• [PROMPT A] Extract the stretch from "Let’s build some" through "num_fieldlines=N**3//5, randomized=True, length=0.3)" from the excerpt on fieldlines and block preconditioning.
• [PROMPT B] Which keyword arguments are passed to the _BuildFieldLines call in the excerpt on fieldlines and block preconditioning?
• [PROMPT C] Carry on the excerpt on fieldlines and block preconditioning, starting after its last sentence.

• [EXCERPT TO READ]
+ + +

Let’s build some fieldlines:

N = 10 
p = [(-1+4*i/N,-2+4*j/N,2*k/N) for i in range(1,2*N) for j in range(1,2*N) for k in range(1,N)]

fieldlines = gfu[0]._BuildFieldLines(gfu[0].space.mesh, p, num_fieldlines=N**3//5, randomized=True, length=0.3)

clipping = { "clipping" : { "y":0, "z":-1} }
Draw(gfu[0], gfu[0].space.mesh,  "X", draw_vol=False, draw_surf=True, objects=[fieldlines], \
     min=0, max=1, autoscale=False, settings={"Objects": {"Surface": True}}, **clipping);

11.2.2. Braess-Sarazin block preconditioner with GMRES

Recall the exact decomposition:

\[\begin{split} K = \begin{pmatrix} A & B^T \\ B & 0 \end{pmatrix} = \begin{pmatrix} I & 0 \\ BA^{-1} & I \end{pmatrix} \begin{pmatrix} A & 0 \\ 0 & -S \end{pmatrix} \begin{pmatrix} I & A^{-1}B^T \\ 0 & I \end{pmatrix}. \end{split}\]

Previously we took the middle matrix and replaced \(A\) and \(S\) with preconditioners to obtain the overall block preconditioner.

+ + +

(Point annotation lines)
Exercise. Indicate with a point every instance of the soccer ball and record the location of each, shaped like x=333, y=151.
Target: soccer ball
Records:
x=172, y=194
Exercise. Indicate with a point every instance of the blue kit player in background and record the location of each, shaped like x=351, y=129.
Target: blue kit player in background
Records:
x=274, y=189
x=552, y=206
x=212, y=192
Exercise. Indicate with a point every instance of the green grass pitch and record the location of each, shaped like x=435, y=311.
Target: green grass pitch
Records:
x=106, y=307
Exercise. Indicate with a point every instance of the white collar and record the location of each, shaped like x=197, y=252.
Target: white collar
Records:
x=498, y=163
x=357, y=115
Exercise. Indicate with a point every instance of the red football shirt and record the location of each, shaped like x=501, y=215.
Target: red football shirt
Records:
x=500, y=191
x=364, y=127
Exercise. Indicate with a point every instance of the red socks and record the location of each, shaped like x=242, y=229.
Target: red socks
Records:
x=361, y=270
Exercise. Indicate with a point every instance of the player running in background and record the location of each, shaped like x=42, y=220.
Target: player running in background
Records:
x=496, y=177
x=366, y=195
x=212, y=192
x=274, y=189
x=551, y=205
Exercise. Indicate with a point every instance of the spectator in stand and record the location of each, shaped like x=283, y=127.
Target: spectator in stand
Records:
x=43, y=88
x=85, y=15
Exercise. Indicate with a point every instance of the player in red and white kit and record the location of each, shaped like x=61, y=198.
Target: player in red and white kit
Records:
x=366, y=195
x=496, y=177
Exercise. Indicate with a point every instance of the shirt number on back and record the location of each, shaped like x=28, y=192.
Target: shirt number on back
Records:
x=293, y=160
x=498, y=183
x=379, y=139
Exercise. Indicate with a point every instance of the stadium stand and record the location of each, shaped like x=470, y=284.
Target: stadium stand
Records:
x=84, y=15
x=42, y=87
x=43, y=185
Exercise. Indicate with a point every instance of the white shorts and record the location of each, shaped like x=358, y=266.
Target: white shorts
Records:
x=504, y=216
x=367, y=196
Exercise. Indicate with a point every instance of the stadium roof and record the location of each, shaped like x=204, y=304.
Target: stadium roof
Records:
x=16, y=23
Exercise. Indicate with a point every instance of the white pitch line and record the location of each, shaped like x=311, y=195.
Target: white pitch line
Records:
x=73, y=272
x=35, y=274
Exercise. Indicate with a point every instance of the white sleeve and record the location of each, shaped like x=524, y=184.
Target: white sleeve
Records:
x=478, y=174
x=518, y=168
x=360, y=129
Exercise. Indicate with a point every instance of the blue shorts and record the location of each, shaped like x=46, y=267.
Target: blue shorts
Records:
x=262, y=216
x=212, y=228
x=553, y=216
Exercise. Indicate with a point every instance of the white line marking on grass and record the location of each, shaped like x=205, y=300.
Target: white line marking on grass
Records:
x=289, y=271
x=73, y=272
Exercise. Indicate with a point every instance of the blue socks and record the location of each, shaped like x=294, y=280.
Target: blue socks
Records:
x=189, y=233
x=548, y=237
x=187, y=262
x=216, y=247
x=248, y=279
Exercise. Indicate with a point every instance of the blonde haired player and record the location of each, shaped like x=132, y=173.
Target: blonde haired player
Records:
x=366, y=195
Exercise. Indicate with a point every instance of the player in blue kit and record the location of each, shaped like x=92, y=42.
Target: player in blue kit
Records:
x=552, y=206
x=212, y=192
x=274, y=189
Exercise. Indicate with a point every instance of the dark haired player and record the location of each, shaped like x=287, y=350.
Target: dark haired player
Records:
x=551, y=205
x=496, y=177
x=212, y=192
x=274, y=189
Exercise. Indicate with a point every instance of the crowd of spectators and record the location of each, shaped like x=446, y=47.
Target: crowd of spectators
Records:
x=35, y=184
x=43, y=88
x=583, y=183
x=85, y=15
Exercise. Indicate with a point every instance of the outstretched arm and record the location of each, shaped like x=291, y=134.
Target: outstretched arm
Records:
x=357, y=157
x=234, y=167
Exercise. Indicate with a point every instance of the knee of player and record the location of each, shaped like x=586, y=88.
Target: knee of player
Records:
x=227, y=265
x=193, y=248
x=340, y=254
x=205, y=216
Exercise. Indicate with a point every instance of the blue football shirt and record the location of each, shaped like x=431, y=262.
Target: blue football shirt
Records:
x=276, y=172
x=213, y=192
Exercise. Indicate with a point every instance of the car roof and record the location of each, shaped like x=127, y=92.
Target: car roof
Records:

+ + +

• [EXERCISE RESULT A]
Let’s build some fieldlines:

N = 10 
p = [(-1+4*i/N,-2+4*j/N,2*k/N) for i in range(1,2*N) for j in range(1,2*N) for k in range(1,N)]

fieldlines = gfu[0]._BuildFieldLines(gfu[0].space.mesh, p, num_fieldlines=N**3//5, randomized=True, length=0.3)

• [EXERCISE RESULT B] num_fieldlines, randomized, length

• [EXERCISE RESULT C]
Instead, an alternative block preconditioner is obtained by including the other two parts of the decomposition with \(A\) replaced by \(\hat A\):

\[\begin{align*} \hat K_{bs} = \begin{pmatrix} \hat A & B^T \\ B & B \hat A^{-1} B^T - \hat S \end{pmatrix} & = \begin{pmatrix} I & 0 \\ B\hat A^{-1} & I \end{pmatrix} \begin{pmatrix} \hat A & 0 \\ 0 & -\hat S \end{pmatrix} \begin{pmatrix} I & \hat A^{-1}B^T \\ 0 & I \end{pmatrix} \\ &= \begin{pmatrix} I & 0 \\ B\hat A^{-1} & I \end{pmatrix} \begin{pmatrix} \hat A & B^T \\ 0 & -\hat S \end{pmatrix}. \end{align*}\]

Note, that this preconditioner can only be used with the GMRes solver since (generally depending on the system) it is not SPD.

Note

For more details on the choice \(K_{bs}\) we refer to “An efficient smoother for the Stokes problem” by D. Braess and R. Sarazin, Applied Numerical Mathematics. https://doi.org/10.1016/S0168-9274(96)00059-1”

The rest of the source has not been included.